(Source records)
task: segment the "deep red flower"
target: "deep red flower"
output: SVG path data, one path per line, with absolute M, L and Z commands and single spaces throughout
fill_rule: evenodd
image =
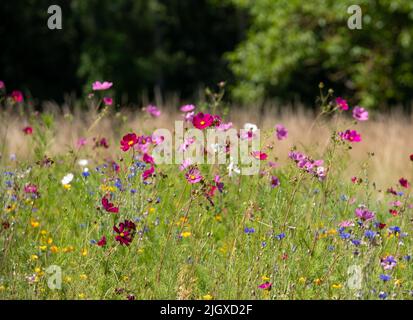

Work order. Show each line in the data where the string "flower" appears.

The completed task.
task: segment the "deep red flower"
target: "deep red flower"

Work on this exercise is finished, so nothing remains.